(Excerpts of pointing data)

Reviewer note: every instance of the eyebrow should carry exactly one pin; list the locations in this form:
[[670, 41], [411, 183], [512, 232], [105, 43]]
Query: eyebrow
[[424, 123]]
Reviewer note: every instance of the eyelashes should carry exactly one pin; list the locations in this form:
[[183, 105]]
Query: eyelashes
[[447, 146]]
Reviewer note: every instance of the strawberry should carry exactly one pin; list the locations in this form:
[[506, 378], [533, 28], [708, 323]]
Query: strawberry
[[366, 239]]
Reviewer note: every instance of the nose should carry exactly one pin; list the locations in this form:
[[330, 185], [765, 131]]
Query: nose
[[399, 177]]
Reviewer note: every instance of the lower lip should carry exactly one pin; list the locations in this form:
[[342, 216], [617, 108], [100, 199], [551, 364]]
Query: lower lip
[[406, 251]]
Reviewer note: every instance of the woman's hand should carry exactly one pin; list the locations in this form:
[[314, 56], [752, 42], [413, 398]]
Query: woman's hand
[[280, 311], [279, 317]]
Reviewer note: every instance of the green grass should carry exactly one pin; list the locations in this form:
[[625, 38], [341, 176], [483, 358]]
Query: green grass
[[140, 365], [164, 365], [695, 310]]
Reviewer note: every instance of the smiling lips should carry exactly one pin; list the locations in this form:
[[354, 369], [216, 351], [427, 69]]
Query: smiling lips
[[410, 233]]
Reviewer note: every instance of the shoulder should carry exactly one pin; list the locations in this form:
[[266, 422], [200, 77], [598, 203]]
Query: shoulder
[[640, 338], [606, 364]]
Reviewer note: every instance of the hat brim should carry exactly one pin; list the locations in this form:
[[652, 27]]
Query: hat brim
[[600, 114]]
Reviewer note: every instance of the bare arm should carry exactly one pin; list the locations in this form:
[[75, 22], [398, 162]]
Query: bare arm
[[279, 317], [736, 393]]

▶ [EXERCISE AIM]
Copy out the items again word for word, starting at the line that contains "Reviewer note: every instance of the shoulder" and continuing through the last line of the items.

▶ [SOLUTION BELOW]
Reviewer note: every instance of the shoulder should carry exactly one pin; list the locations in this form:
[[266, 422], [200, 77], [598, 203]]
Query: shoulder
[[640, 338], [606, 364]]
Reviewer note: every instance of the hat brim should carry exactly one pin; list the locations in this form:
[[652, 27]]
Query: hat brim
[[600, 114]]
Reviewer note: every instance of the bare arm should carry exactly one pin; list the locations in this form:
[[75, 22], [398, 162]]
Query: bare arm
[[279, 317], [736, 393]]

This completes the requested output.